読解文:
════════════════

このような観点から、本判決は、準共有株式の議決権の行使は管理行為に当たるとするのが原則としつつも、議案の内容、準共有株式の数等によっては、当該準共有株式についての議決権の行使が、株式の処分や株式の内容の変更に直結する行為といえる場合もありうることを考慮して、特段の事情がある場合の例外を設けたものと解される[1]

そのため、議案の内容、準共有株式の数等に鑑み、特段の事情があるとされる場合には、議決権行使の場合であっても処分行為又は変更行為に該当するとして、準共有者間における全員の同意が必要となる。



4 協議の要否

さらに、権利行使に当たり、準共有者間において協議を要するかという問題についても議論がある。裁判例では、共有者間の協議や協議に参加する機会を重視するものがある[2]

もっとも、協議の有無という存否を確定することが困難な要件をもって権利行使の適法性の要件とすることが妥当でないとの見解[3]や結論が変わることがおよそ考えられない場合にまで協議の実施を求めることの必要性に疑問を呈する見解[4]もあり、今後の議論が待たれる。



5 本判決以降の実務上の対応

以上で述べたように、権利行使者の指定・通知を欠いたまま準共有者による議決権行使が行われた場合、準共有株主の間で民法の共有に従った手続が行われているかという会社側において関知することが容易でない事情により、権利行使が不適法とされる場合がある。ゆえに、会社側としては権利行使者の指定・通知を求め、指定・通知がない限りは権利行使を認めないという対応を行っておく方が無難である。

════════════════

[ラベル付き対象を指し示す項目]
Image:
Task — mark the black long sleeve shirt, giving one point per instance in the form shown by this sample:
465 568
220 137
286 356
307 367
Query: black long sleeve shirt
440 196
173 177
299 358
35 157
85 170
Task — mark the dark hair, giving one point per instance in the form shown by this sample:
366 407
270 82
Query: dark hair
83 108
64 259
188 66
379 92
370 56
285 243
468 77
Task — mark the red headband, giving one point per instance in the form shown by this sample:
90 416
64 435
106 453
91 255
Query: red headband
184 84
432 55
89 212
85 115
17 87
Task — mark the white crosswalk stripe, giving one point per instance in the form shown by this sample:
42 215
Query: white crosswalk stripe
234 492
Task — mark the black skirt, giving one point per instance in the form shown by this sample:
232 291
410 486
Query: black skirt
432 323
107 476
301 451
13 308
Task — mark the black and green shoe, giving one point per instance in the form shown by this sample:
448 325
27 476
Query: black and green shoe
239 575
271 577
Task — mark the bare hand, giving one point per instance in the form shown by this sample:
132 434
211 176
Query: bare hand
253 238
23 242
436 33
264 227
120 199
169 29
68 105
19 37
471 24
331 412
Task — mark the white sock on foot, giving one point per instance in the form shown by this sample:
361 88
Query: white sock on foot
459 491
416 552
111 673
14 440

════════════════

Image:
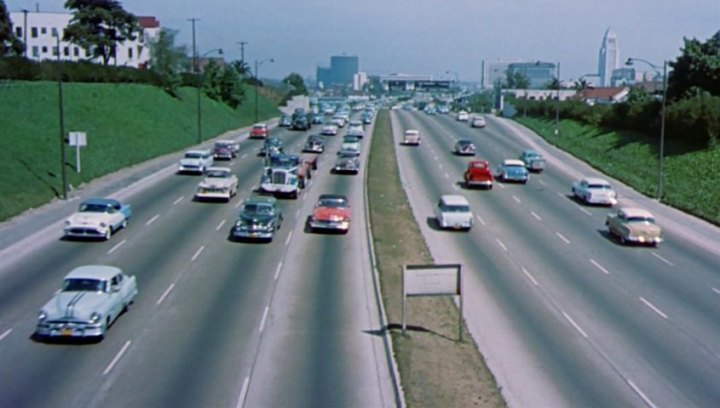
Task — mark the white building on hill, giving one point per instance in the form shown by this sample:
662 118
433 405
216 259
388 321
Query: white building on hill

════════════════

設問:
読解文に基づいて、次の問いに答えなさい。
(a) 特段の事情があるとされる場合、準共有者間で何が必要となるか。
(b) 裁判例の中には、何を重視するものがあるか。
(c) 会社側として無難とされる対応はどのようなものか。
これらの資料は読解文の内容とは関係がありません。

解答:
(a) 準共有者間における全員の同意が必要となる。
(b) 共有者間の協議や、協議に参加する機会を重視するものがある。
(c) 権利行使者の指定・通知を求め、指定・通知がない限りは権利行使を認めないという対応である。